> _GIVEN TASK_:
Return, character for character, the lines from the one bearing "Please spot the coral growth" through the end of the material. Omit everything before that line.
[begin MATERIAL SUPPLIED]
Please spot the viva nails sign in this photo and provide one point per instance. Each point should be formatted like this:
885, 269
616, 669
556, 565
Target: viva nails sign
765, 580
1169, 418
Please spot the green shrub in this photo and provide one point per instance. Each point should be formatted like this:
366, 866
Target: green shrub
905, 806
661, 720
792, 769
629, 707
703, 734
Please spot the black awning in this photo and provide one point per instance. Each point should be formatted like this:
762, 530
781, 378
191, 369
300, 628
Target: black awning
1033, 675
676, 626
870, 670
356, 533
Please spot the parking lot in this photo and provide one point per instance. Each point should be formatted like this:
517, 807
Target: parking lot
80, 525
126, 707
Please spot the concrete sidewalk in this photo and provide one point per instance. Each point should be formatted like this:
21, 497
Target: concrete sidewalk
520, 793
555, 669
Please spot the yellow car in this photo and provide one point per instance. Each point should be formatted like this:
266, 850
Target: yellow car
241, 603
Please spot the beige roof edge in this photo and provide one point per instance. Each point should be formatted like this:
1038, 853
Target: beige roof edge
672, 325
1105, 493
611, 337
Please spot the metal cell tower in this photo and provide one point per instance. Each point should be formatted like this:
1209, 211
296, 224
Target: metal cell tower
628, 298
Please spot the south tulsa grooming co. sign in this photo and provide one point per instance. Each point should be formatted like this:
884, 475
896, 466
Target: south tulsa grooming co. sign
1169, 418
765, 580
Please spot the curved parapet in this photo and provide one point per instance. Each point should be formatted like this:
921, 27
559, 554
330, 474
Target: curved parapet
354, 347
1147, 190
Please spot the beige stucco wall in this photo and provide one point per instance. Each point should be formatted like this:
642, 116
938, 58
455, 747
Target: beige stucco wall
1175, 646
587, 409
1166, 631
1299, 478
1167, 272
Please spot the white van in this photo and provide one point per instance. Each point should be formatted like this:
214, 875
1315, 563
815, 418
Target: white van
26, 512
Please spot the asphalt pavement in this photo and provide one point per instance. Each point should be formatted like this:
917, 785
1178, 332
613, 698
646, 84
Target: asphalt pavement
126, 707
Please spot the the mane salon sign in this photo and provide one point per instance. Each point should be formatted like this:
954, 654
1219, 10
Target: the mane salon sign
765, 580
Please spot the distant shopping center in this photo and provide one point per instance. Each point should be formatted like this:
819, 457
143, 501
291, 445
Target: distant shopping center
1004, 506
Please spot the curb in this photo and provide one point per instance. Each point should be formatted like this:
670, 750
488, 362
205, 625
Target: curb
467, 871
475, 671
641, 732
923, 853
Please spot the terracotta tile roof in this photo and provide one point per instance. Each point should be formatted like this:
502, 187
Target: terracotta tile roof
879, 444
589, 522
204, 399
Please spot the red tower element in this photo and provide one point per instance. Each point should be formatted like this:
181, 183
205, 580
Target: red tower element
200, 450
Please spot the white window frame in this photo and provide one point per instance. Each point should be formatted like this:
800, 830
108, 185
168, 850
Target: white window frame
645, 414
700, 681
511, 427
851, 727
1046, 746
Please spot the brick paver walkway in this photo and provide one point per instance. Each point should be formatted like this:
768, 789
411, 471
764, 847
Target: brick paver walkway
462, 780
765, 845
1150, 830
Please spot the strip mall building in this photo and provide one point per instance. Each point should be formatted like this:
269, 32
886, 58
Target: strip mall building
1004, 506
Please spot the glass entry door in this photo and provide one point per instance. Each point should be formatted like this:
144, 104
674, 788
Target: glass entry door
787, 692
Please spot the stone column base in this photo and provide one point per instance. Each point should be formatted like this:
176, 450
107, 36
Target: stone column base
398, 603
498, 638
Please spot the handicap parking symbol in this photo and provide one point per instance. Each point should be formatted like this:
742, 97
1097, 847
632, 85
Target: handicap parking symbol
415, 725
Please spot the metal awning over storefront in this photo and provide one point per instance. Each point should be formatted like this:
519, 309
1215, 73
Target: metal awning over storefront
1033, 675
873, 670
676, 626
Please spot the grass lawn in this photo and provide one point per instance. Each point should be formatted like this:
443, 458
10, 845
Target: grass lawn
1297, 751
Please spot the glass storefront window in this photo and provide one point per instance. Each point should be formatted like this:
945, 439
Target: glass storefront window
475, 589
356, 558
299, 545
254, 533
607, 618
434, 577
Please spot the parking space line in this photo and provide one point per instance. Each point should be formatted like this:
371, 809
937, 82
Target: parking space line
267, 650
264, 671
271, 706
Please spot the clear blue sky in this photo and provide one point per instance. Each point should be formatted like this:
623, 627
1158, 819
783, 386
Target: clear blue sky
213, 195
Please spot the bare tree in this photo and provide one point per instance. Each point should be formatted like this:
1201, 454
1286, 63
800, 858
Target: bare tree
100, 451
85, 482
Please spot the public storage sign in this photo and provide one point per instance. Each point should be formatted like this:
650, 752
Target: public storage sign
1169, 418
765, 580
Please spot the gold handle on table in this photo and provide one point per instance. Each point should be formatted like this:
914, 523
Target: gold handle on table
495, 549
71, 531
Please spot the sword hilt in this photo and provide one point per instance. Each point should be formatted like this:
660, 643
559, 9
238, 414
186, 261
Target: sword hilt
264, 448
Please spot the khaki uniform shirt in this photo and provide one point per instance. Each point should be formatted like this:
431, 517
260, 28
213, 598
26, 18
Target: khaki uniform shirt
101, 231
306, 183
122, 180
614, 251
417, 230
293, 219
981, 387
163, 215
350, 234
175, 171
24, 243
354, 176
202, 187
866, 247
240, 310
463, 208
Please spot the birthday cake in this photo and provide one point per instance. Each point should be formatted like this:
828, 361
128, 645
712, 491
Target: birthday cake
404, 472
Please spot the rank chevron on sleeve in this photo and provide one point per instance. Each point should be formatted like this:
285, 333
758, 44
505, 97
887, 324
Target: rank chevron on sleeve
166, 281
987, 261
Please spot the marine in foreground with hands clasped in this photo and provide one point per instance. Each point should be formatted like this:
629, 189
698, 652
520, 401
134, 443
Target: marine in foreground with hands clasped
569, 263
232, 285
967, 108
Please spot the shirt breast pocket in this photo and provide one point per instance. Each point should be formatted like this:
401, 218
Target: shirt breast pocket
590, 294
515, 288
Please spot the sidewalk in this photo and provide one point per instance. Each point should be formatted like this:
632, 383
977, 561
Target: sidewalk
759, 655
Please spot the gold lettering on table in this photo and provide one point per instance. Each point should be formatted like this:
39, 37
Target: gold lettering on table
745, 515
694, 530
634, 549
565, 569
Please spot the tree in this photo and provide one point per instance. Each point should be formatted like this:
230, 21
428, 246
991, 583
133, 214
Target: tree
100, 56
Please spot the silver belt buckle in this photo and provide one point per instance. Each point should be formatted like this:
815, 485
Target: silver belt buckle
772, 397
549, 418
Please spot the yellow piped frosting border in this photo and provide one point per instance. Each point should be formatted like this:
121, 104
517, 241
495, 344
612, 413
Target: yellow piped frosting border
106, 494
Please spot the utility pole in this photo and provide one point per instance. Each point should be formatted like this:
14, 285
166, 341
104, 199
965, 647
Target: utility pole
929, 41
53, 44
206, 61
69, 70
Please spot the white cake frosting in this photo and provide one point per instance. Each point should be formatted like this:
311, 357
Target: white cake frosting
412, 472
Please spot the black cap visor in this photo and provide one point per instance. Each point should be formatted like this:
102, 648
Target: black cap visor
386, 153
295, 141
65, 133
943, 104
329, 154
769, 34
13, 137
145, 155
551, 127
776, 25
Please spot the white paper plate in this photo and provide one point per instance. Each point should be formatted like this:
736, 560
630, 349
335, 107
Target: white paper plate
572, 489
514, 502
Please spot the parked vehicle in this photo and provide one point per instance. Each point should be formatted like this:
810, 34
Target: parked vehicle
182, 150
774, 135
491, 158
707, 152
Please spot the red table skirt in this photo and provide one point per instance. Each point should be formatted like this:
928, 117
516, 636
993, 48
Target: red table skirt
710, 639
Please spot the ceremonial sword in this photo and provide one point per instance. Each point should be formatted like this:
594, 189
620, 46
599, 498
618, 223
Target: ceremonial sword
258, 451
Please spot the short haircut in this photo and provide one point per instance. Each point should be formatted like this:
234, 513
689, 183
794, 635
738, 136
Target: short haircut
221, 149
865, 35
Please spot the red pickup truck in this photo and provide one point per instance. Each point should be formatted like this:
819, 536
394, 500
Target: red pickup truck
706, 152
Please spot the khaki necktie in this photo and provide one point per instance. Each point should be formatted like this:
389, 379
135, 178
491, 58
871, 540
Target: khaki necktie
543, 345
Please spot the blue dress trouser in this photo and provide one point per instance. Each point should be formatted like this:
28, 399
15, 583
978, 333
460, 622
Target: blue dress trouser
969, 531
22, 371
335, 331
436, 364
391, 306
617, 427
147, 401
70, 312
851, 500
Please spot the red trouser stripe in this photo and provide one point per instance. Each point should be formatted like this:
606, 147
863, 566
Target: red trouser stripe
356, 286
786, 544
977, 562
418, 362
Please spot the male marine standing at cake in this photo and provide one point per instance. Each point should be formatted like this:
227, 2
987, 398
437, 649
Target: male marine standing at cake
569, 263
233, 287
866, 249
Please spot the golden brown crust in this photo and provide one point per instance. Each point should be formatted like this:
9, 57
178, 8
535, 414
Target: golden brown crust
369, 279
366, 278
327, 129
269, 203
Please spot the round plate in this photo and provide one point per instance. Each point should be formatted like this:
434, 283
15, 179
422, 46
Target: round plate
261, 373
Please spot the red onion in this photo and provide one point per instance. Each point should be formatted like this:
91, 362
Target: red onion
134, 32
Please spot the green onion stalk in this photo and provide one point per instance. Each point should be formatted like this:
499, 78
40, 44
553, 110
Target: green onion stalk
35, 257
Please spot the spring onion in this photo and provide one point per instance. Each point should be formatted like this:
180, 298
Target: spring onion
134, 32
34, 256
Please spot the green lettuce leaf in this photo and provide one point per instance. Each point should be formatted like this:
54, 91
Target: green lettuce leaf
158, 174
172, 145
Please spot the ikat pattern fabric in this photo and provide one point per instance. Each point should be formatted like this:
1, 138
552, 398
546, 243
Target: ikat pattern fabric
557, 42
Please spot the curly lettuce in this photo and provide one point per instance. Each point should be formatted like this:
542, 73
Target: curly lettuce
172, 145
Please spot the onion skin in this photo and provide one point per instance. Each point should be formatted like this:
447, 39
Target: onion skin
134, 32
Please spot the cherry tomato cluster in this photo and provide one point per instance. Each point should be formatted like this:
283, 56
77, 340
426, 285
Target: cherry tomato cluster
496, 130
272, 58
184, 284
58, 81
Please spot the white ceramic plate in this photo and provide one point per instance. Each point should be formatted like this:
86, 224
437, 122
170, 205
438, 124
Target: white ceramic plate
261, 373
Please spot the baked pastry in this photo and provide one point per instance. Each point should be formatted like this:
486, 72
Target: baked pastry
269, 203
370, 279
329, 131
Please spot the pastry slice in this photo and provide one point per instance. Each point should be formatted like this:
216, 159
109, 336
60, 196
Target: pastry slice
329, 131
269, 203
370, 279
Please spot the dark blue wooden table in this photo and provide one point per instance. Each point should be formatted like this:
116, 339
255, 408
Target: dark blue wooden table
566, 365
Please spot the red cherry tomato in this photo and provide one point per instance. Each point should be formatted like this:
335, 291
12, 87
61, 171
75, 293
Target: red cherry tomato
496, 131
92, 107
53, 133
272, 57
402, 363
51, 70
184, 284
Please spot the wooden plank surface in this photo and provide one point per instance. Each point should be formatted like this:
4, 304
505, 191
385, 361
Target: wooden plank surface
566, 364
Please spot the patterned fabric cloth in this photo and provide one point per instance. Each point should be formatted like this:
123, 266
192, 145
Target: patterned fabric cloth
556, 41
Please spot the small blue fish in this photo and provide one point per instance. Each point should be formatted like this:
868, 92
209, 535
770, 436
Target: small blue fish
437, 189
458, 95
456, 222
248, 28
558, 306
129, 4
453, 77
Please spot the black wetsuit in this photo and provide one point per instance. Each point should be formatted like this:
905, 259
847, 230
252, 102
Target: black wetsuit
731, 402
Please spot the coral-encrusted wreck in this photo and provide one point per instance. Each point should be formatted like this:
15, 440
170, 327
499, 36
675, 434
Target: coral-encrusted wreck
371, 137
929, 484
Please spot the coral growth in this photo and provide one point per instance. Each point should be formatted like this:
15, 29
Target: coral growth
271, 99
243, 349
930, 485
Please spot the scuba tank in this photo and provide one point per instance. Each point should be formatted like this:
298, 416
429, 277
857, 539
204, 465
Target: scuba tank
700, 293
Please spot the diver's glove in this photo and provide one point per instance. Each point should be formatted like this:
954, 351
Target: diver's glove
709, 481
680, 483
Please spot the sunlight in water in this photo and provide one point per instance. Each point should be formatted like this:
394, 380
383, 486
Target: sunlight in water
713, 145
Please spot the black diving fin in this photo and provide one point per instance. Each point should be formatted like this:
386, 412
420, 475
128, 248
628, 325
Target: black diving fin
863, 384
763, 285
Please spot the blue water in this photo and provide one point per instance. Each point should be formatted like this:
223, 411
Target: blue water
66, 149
[end MATERIAL SUPPLIED]
> _RESULT OF THE TASK_:
Please spot the coral growth in this photo and provide one point per instance. Each point should be formatted like this:
15, 29
Target: coral growth
271, 99
243, 349
930, 485
Please spot the scuba tank in this photo and provide one point per instance. Each point should be formatted like this:
298, 416
429, 277
857, 539
204, 465
Target: scuba tank
700, 293
Please spot the diver's glove in this photo and provide one point per instance. Each point should be formatted like this:
954, 351
Target: diver's glove
709, 481
680, 483
Please spot the sunlight in water in this photo and provide one point per instance. Each point should be formatted like this:
394, 380
383, 486
Target: sunlight in water
713, 145
Please spot the black diving fin in this photo and provide one point per instance. Each point should be formatted like this:
386, 412
420, 475
128, 248
628, 325
Target: black diving fin
863, 384
763, 285
Please spot the blue water in this photo and provide one point per instance. Each point should be formatted like this:
223, 411
Target: blue water
66, 149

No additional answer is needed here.